Obiettivo => Prosegui l'ordinanza del Tribunale di Milano sull'iscrizione alla scuola dell'infanzia, riprendendo subito dopo l'ultima frase riportata.

Estratto =>

Ordinanza 11 febbraio 2008, n.2380
Tribunale di Milano. Ordinanza 11 febbraio 2008, n. 2380: “Iscrizione alla scuola dell’infanzia di minore appartenente a famiglia priva di permesso di soggiorno”.
IL TRIBUNALE DI MILANO
sezione I civile
nella persona del giudice unico, dott. Claudio Marangoni;
ha emesso la seguente
ORDINANZA
in ordine al ricorso ex art. 44 D.Lgsvo 286/98 proposto da (…) in proprio e nell’interesse della figlia minore (…) nei confronti del COMUNE DI MILANO, in persona del Sindaco pro tempore.
1. la (…) che agisce in proprio e quale esercente la potestà genitoriale sulla figlia minore (…) ha esposto di essere cittadina marocchina, da anni residente in Italia, attualmente priva di titolo per il regolare soggiorno sul territorio nazionale ancorché in attesa di decisione del ricorso da essa presentato ai sensi dell’art. 31 D.Lgsvo 286/98 dinanzi al Tribunale per i Minorenni di Milano.

Dati forniti =>
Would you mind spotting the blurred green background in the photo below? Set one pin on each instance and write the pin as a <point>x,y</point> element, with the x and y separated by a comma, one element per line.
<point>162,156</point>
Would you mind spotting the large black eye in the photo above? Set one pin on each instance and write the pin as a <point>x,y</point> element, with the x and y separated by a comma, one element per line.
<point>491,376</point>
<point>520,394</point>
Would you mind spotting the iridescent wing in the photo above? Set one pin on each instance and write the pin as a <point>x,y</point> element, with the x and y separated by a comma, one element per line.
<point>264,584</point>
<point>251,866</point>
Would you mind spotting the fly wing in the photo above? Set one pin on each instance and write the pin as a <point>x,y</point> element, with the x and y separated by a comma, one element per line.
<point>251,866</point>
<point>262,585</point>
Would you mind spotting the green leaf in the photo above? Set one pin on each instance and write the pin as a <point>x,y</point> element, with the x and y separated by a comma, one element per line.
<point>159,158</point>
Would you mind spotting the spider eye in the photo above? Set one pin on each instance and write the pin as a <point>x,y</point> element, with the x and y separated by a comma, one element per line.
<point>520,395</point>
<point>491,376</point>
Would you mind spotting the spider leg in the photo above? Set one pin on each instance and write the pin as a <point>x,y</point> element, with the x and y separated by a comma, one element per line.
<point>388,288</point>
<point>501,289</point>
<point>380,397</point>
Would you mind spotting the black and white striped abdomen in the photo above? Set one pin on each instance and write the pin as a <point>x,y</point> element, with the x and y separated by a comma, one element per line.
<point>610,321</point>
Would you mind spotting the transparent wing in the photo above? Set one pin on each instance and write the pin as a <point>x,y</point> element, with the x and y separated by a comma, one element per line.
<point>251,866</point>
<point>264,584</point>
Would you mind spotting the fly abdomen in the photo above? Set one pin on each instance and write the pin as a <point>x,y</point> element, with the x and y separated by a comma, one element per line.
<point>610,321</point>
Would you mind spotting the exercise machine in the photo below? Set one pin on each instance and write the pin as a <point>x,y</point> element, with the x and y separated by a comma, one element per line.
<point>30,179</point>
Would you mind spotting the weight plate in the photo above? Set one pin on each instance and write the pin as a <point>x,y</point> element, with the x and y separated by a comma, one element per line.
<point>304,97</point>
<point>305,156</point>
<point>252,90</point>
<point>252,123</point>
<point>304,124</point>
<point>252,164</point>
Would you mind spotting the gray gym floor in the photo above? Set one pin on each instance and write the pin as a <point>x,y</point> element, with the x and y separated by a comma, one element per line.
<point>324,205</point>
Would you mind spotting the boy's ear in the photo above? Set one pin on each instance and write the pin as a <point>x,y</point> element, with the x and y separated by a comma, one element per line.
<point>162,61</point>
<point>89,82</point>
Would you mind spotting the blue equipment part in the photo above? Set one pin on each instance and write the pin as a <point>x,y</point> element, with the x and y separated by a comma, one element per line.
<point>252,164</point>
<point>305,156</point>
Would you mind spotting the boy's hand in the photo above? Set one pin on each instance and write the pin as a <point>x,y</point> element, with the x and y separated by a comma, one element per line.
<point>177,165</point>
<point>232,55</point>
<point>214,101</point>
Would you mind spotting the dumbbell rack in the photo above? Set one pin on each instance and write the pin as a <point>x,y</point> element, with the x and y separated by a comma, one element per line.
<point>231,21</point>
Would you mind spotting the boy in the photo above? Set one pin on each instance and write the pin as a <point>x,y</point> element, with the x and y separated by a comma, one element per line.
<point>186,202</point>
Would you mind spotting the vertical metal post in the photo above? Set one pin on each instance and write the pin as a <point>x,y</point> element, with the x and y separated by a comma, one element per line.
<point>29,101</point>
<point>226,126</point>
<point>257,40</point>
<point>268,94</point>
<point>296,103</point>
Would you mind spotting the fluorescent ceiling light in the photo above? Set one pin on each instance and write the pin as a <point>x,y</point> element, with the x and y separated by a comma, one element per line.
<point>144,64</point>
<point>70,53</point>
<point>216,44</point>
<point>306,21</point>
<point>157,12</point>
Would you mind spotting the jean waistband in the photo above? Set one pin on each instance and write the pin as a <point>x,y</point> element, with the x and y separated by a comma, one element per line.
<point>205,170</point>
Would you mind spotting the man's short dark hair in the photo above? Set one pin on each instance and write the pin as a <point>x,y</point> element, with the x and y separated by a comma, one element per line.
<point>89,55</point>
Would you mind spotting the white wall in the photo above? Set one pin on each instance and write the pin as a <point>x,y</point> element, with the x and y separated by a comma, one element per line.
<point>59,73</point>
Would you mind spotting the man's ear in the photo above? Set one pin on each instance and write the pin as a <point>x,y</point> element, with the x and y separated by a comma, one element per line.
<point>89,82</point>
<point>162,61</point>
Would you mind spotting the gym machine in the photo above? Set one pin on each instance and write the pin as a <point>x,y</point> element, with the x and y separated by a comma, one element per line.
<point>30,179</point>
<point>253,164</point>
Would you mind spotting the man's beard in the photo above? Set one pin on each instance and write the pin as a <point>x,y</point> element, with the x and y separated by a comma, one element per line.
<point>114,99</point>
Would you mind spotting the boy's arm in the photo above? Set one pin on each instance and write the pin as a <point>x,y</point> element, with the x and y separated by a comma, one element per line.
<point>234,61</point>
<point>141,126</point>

Risposta =>
Ha dedotto di avere necessità di iscrivere alla scuola materna del Comune di Milano la figlia minore , ma di essere in tal senso ostacolata dal disposto della circolare n.. 20 del Settore Servizi all’Infanzia del Comune di Milano che, ai finì di tale iscrizione, impone la presentazione del permesso di soggiorno entro la data del 29.2.2008 per consentire la formalizzazione della domanda di iscrizione.
Ma ha sostenuto che tale previsione costituisce comportamento discriminatorio ai sensi degli artt. 43 e 44 D.Lgsvo 286/98, tenuto conto che l’art. 38 TU immigrazione prevede il diritto per i minori stranieri presenti sul territorio nazionale di usufruire dei servizi educativi a parità delle condizioni previste dalla legge per i cittadini italiani, mentre – sotto altro profilo – ad essi viene assicurata la possibilità di soggiornare sul territorio nazionale a prescindere dalla condizione di eventuale irregolarità dei loro genitori, così come sancito dalla Convenzione sui diritti del fanciullo.
Si è costituita nel giudizio l’amministrazione convenuta, rilevando le diverse modalità previste dalla contestata circolare per l’iscrizione alla scuola dell’infanzia, ivi comprese quelle rivolte agli stranieri non in regola con le norme relative al soggiorno, dalle quali si può evincere che la condizione di irregolarità nel soggiorno rileva nella formazione delle graduatorie ma non è ostativa all’effettiva accoglienza del bambino.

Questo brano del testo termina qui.